Prossiga a carta à amiga, começando logo depois da última frase que aparece.

[TEXTO FORNECIDO]:
————————

E depois, minha boa Amiga, há ainda e também e sobretudo este país que continua a não me dar — a não nos dar — sossego, esta Pátria que já por mim vai deixando de ser tida como uma graça que da vida se recebeu, para se converter, cada vez mais, numa espécie de fatalidade que se expia — ou num sudário, pesaroso, que se arrasta — pelas ruas do fel e da amargura...
Tudo isto por junto para, afinal, Lhe dizer que o silêncio estridente a que me tenho remetido — ou melhor: a que tenho sido remetido pelo “gulag” postal, familiar e político em que sou visto e achado — não tem nada a ver com o meu querer, com os meus desejos, com a minha vontade, que essa era, sim, a de ter ido aí beijá-la ao domicílio no dia esplendoroso dos seus 70 anos de criadora inconfrontável — digo: de Grande Maga das nossas Letras contemporâneas — e no dia igualmente prodigioso das suas 90 primaveras natalícias. Mas o beijo ao vivo que este poeta incorrigível, que este monárquico-fascista impenitente, impertinente e pertinaz, não pôde dar-lhe então, a horas próprias, vem trazer-lho agora ele, a horas já um pouco mais impróprias, mas decerto ainda a tempo, — que a todo o tempo é tempo de beijar e ser beijado.
Como a minha Amiga verá, é um beijo rimado o que eu d’aqui lhe expeço (e em 2ª via, já). Escuso de dizer-lhe que é ele portador, junto de Si, do mais vivo e mais festivo dos acenos.

————————

[DADOS BRUTOS]:
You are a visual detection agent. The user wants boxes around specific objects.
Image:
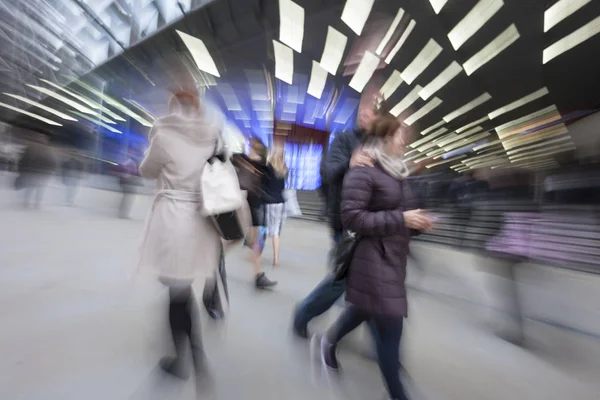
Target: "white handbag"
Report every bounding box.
[200,149,246,240]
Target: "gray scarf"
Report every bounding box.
[364,141,410,180]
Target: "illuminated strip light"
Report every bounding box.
[0,102,62,126]
[279,0,304,53]
[448,0,504,50]
[40,79,125,123]
[443,92,492,122]
[429,0,448,14]
[175,30,221,77]
[273,40,294,85]
[400,39,442,85]
[488,87,550,119]
[425,154,466,168]
[408,128,448,148]
[544,0,591,32]
[375,8,404,56]
[4,93,77,122]
[463,24,521,75]
[72,110,123,134]
[419,61,463,100]
[385,19,417,64]
[404,97,442,126]
[321,26,348,75]
[306,60,327,99]
[349,51,380,93]
[390,85,423,117]
[455,115,489,133]
[342,0,375,36]
[421,120,446,135]
[379,70,404,100]
[542,16,600,64]
[75,81,152,127]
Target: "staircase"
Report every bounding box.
[295,190,325,222]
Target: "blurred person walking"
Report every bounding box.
[266,149,289,267]
[139,92,223,382]
[320,116,433,400]
[62,151,85,206]
[15,134,58,208]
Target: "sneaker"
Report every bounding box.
[256,272,277,289]
[320,335,340,372]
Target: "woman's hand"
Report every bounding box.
[403,209,434,232]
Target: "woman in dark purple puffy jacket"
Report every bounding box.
[321,116,433,400]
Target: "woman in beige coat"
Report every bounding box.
[140,92,223,378]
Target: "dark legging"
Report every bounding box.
[169,286,202,361]
[327,305,407,400]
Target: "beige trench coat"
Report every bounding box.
[138,113,223,282]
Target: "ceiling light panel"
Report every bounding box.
[306,61,327,99]
[379,70,404,100]
[175,30,221,77]
[279,0,304,53]
[463,24,521,75]
[542,16,600,64]
[444,92,492,122]
[375,8,404,56]
[400,39,442,85]
[321,26,348,75]
[349,51,379,93]
[448,0,504,50]
[4,93,77,122]
[390,85,423,117]
[419,61,463,100]
[544,0,592,32]
[0,102,62,126]
[342,0,375,36]
[488,87,549,119]
[429,0,448,14]
[273,40,294,85]
[385,19,417,64]
[404,97,442,126]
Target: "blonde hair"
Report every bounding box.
[269,151,289,178]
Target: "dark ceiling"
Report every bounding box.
[0,0,600,170]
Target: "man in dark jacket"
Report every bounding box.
[293,85,378,338]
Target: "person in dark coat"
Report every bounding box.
[320,116,433,400]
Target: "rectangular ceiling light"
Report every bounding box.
[444,92,492,122]
[350,51,379,93]
[175,30,221,77]
[421,120,446,135]
[279,0,304,53]
[321,26,348,75]
[419,61,463,100]
[379,70,404,100]
[385,19,417,64]
[404,97,442,126]
[544,0,592,32]
[306,61,327,99]
[455,115,489,133]
[390,85,423,117]
[463,24,521,75]
[375,8,404,56]
[273,40,294,85]
[448,0,504,50]
[400,39,442,85]
[488,87,549,119]
[0,102,62,126]
[429,0,448,14]
[542,16,600,64]
[342,0,375,36]
[4,93,77,122]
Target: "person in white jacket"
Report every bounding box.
[139,92,223,378]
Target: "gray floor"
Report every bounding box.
[0,180,600,400]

————————

[RESULTADO]:
Tenha sempre à conta de devoto da Sua Poesia (em verso e em prosa) e de fanático do Seu Exemplo este muito seu, sempre seu, Rodrigo Emílio (Rodrigo Exílio.., digo). ***** Fernanda de Castro — Rodrigo Emílio: — Breve antologia de permutas poéticas, sob a forma de duelo epistolar — I. Fernanda de Castro (em sua carta-poema de 13/XI/90 — que eu creio ter sido a data, justamente, em que, trinta e mais quatro anos antes, o muito grande e sempre nosso bem-lembrado e benquerido ANTÓNIO FERRO se despediu dos caminhos deste mundo — dos de um mundo português que O não soube merecer... — e arribou, extenuado, ao Reino dos Céus):
“Cai a flor e fica o fruto, Cai o fruto e fica a rama. Das cinco partes do mundo Só ficou a minha cama”. Contestação de Rodrigo Emílio: Não há mágoa que mais dôa que cair em tal regaço... Mas a sua cama vôa como asa no espaço!... Por isso — se me perdoa... — sua cama não desfaço. Que pena, Amiga! Que pena não voar eu como ela...! Tanto qu`ria ir à novena dos seus anos-luz de estrela, tanto qu’ria dar-me a prenda quer de ouvi-la quer de vê-la, e eis que a vida me condena a quedar... de sentinela. (Tome em conta toda a pena que tem — e não é pequena...! — quem, de longe, assim lhe acena, com Dezembro na janela...) II. «(...) não vejo praticamente quase nada por causa de glaucomas e cataratas que me impedem (...) de escrever há quase dez anos».
Fernanda de Castro (em sua carta-poema de 13/XI/90)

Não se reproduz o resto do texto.